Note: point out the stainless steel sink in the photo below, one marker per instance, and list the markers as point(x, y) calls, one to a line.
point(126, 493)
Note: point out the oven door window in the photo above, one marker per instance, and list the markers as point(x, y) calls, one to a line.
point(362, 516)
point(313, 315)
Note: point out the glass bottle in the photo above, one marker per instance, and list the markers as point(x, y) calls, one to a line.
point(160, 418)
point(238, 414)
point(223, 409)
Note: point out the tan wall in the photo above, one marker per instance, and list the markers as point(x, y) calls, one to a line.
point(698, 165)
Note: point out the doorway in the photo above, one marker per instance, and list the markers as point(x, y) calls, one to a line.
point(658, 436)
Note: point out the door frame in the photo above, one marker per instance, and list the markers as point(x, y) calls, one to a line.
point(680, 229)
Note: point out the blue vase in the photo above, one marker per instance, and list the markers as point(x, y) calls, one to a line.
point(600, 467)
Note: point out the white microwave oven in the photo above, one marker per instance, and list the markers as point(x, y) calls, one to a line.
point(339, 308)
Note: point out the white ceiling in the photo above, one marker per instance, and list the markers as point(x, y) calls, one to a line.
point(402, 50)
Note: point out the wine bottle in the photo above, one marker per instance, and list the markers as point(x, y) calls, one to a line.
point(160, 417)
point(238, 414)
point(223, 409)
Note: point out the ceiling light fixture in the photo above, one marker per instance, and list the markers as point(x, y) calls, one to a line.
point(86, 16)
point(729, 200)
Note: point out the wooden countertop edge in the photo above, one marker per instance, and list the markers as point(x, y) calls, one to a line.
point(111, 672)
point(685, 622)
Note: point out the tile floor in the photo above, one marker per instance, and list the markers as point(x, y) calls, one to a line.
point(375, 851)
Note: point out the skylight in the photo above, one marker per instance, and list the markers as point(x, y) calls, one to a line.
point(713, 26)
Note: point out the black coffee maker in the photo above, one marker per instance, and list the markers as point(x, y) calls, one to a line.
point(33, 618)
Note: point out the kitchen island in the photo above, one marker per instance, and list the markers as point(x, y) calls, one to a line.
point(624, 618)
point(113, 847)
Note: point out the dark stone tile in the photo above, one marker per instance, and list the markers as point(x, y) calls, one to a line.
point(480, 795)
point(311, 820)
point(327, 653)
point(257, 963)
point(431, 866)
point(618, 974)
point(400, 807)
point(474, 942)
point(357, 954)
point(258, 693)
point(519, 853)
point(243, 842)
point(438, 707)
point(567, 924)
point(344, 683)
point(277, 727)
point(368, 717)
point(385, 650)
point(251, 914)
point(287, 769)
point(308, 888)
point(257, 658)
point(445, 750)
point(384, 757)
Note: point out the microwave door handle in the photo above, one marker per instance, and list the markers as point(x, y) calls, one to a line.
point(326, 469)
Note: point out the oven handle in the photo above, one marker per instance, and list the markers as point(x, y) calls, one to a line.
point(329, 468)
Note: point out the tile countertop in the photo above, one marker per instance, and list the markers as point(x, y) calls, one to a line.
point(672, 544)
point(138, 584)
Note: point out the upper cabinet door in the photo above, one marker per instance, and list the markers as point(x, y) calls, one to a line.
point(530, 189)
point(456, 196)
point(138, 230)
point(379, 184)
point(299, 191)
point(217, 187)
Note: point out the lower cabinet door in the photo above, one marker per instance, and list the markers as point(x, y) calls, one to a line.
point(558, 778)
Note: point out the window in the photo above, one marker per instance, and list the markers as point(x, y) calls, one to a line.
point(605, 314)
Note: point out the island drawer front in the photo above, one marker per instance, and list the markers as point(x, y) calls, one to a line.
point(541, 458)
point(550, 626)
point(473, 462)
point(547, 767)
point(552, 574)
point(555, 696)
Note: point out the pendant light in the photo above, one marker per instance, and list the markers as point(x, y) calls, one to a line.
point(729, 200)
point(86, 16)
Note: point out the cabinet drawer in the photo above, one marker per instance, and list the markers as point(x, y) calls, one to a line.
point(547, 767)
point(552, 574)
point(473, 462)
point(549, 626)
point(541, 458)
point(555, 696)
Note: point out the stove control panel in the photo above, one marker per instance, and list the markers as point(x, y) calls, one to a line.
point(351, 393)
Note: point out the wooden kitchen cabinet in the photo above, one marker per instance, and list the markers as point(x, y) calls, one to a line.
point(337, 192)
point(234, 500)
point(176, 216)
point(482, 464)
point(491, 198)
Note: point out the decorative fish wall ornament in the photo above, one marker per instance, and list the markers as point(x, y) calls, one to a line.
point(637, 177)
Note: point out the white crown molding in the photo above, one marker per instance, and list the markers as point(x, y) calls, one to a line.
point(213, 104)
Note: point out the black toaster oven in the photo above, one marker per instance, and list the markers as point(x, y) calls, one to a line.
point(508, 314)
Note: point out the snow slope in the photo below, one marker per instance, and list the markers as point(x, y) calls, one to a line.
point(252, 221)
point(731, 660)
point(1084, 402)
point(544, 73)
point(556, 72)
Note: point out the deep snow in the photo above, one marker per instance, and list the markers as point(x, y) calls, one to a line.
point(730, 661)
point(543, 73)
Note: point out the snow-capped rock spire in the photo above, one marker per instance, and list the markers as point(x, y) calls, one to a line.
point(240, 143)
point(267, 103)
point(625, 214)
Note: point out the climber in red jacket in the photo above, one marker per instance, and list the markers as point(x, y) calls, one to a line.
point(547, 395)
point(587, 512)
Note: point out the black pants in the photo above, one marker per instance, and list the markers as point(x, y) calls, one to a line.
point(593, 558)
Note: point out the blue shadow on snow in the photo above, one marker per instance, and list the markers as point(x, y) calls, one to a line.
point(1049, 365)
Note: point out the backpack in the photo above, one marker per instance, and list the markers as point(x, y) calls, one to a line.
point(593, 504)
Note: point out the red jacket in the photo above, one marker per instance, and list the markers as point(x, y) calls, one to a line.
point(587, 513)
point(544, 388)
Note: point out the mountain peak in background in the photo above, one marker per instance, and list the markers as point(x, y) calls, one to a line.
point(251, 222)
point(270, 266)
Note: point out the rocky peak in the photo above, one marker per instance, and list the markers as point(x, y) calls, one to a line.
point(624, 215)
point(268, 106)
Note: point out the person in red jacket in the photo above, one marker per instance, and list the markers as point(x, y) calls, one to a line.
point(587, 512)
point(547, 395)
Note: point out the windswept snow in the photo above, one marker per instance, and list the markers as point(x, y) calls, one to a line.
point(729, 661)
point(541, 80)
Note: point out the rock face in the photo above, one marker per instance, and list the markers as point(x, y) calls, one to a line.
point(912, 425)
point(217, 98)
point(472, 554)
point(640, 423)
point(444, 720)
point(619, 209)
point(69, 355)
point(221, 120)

Short exercise
Rewrite every line of the records above as a JSON list of strings, one string per line, with blank lines left out.

Correct answer
[
  "Note: point out the stainless steel sink in the photo below, one marker per instance, and list the markers as point(x, y) calls, one to a line.",
  "point(126, 493)",
  "Note: point out the oven door window in the photo above, one marker per instance, and list the markers as point(x, y) calls, one to a line.",
  "point(362, 516)",
  "point(313, 315)",
  "Note: point out the glass bottle in the photo above, one marker per instance, and list the markers as point(x, y) calls, one to a line.",
  "point(160, 418)",
  "point(238, 414)",
  "point(223, 409)",
  "Note: point out the tan wall in the photo above, one marker per instance, and list the markers as point(x, y) calls, one to a line.",
  "point(698, 165)",
  "Note: point out the doorway in the photo above, one marker per instance, and list the markers as point(x, y) calls, one to a line.",
  "point(658, 436)",
  "Note: point out the door frame in the photo above, one marker per instance, and list the markers as point(x, y) calls, one to a line.",
  "point(680, 229)",
  "Note: point out the blue vase in the photo above, one marker per instance, and list the markers as point(x, y) calls, one to a line.",
  "point(600, 467)",
  "Note: point out the white microwave oven in the photo above, one marker per instance, and list the markers as point(x, y) calls, one to a line.",
  "point(339, 308)",
  "Note: point out the white ceiling in the photo above, one marker per instance, and list the markers as point(x, y) calls, one to a line.",
  "point(402, 50)",
  "Note: point out the wine bottle in the photo above, one marker per instance, and list the markers as point(x, y) calls, one to a line.",
  "point(160, 417)",
  "point(238, 414)",
  "point(223, 409)",
  "Note: point out the ceiling light fixture in the photo above, one marker per instance, and list the markers as point(x, y) calls, one to a line.",
  "point(86, 16)",
  "point(729, 200)",
  "Note: point out the wooden countertop edge in the photo above, one marker per instance, and list the markers as point(x, y) calls, one to a line.",
  "point(111, 672)",
  "point(685, 622)",
  "Note: point out the tile floor in the photo above, one marker per instance, and list the markers as point(x, y) calls, one to a line.",
  "point(375, 851)",
  "Note: point out the skylight in the photo above, one marker per instance, and list the markers as point(x, y) calls, one to a line.",
  "point(713, 26)",
  "Note: point out the black coffee maker in the photo above, one marker per instance, and list the markers as point(x, y) calls, one to a line.",
  "point(33, 618)",
  "Note: point out the kitchen island in the photo above, one marker per instance, and list the markers as point(x, y) calls, one to a line.",
  "point(624, 618)",
  "point(113, 847)",
  "Note: point out the dark stone tile in the photo above, one marker per instance, and list the markers as point(x, y) calls, one to a line.",
  "point(480, 795)",
  "point(311, 820)",
  "point(327, 653)",
  "point(257, 963)",
  "point(431, 866)",
  "point(618, 974)",
  "point(400, 807)",
  "point(474, 942)",
  "point(357, 954)",
  "point(258, 693)",
  "point(519, 853)",
  "point(243, 842)",
  "point(438, 707)",
  "point(567, 924)",
  "point(344, 683)",
  "point(277, 727)",
  "point(368, 717)",
  "point(385, 650)",
  "point(251, 914)",
  "point(287, 769)",
  "point(308, 888)",
  "point(257, 658)",
  "point(445, 750)",
  "point(384, 757)",
  "Note: point out the microwave door handle in the photo above, one marker per instance, and list the markers as point(x, y) calls, one to a line.",
  "point(326, 469)",
  "Note: point out the oven handle in the photo above, one marker per instance, and list the markers as point(x, y) calls, one to a line.",
  "point(329, 468)",
  "Note: point out the tile countertop in the photo above, one marker per instance, and list the markers as point(x, y) calls, one to a line.",
  "point(672, 544)",
  "point(138, 584)",
  "Note: point out the upper cabinet door in the photo above, one marker per instance, and list the markers as point(x, y) calls, one to a line.",
  "point(530, 189)",
  "point(456, 196)",
  "point(138, 230)",
  "point(379, 184)",
  "point(299, 191)",
  "point(217, 187)",
  "Note: point out the lower cabinet door in the photo above, one marker per instance, and list the markers as point(x, y) calls, one to a line.",
  "point(558, 778)",
  "Note: point out the window in the photo above, one marker per instance, and list the markers as point(x, y) calls, one to a line.",
  "point(605, 314)",
  "Note: point out the island drawer front in the photo above, one marker per instance, and list the markers as point(x, y) calls, one to a line.",
  "point(541, 458)",
  "point(550, 626)",
  "point(473, 462)",
  "point(547, 767)",
  "point(552, 574)",
  "point(555, 696)",
  "Note: point out the pendant light in the photo above, one marker per instance, and list the markers as point(x, y) calls, one to a line.",
  "point(729, 200)",
  "point(86, 16)",
  "Note: point out the cabinet drawer in the photo above, one marker per instance, and list the markers as point(x, y) calls, one to a line.",
  "point(547, 767)",
  "point(552, 574)",
  "point(473, 462)",
  "point(549, 626)",
  "point(541, 458)",
  "point(555, 696)",
  "Note: point out the stove control panel in the photo above, one marker per instance, and list the markers as point(x, y) calls, one to a line.",
  "point(351, 393)",
  "Note: point out the wooden kitchen cabinet in the photo above, one marker per instance, and list the markers as point(x, y) calls, one to a line.",
  "point(337, 192)",
  "point(234, 500)",
  "point(176, 216)",
  "point(482, 464)",
  "point(491, 198)",
  "Note: point out the decorative fish wall ornament in the photo above, one marker per instance, and list the markers as point(x, y) calls, one to a line.",
  "point(637, 177)",
  "Note: point out the white crown molding in the photo above, one marker per instance, and list the markers as point(x, y) calls, one to a line.",
  "point(213, 104)",
  "Note: point out the black toaster oven in the photo above, one marker per instance, and list the markers as point(x, y) calls, one to a line.",
  "point(508, 314)",
  "Note: point out the snow slope in the photo below, one marker per instance, and list the markers as point(x, y) calls, one to a line.",
  "point(252, 221)",
  "point(731, 660)",
  "point(1084, 402)",
  "point(544, 73)",
  "point(556, 72)",
  "Note: point out the deep snow in the photo above, one marker per instance, and list the markers as point(x, y) calls, one to a line.",
  "point(730, 661)",
  "point(543, 73)",
  "Note: point out the snow-capped rock spire in the photo above, one marker per instance, and list the markers as point(x, y) calls, one to a line.",
  "point(240, 143)",
  "point(267, 103)",
  "point(625, 214)",
  "Note: point out the climber in red jacket in the photo above, one marker per instance, and list the markers as point(x, y) calls, one to a line.",
  "point(547, 395)",
  "point(587, 512)",
  "Note: point out the black pants in the photo above, one marker per instance, and list the markers as point(x, y) calls, one to a line.",
  "point(593, 558)",
  "Note: point out the blue shadow on snow in the photo above, one marker per instance, and list the markers as point(x, y) calls, one to a line.",
  "point(1049, 365)",
  "Note: point out the backpack in the photo above, one marker per instance, and list the markers as point(x, y) calls, one to a line.",
  "point(593, 504)",
  "Note: point out the red jacket in the photo above, one marker per instance, and list the markers as point(x, y) calls, one to a line.",
  "point(587, 513)",
  "point(544, 388)",
  "Note: point out the mountain peak in background in the photo above, one marker per instance, and list the markers as point(x, y) calls, one to a line.",
  "point(251, 222)",
  "point(270, 266)",
  "Note: point out the rocky peak in the photo above, one marker per instance, and list the markers as point(x, y) calls, one to a line.",
  "point(624, 215)",
  "point(268, 106)",
  "Note: point out the person in red jacket in the photo above, one marker per instance, and list the markers as point(x, y) calls, one to a line.",
  "point(587, 512)",
  "point(547, 395)",
  "Note: point out the windswept snow in the photo above, one marker per instance, and list the markers as point(x, y) calls, one to a line.",
  "point(729, 661)",
  "point(541, 80)",
  "Note: point out the rock face in the photo above, one marker per instance, and list the markers as point(x, y) calls, one to a line.",
  "point(912, 425)",
  "point(217, 98)",
  "point(472, 554)",
  "point(640, 423)",
  "point(444, 720)",
  "point(619, 209)",
  "point(69, 355)",
  "point(221, 120)"
]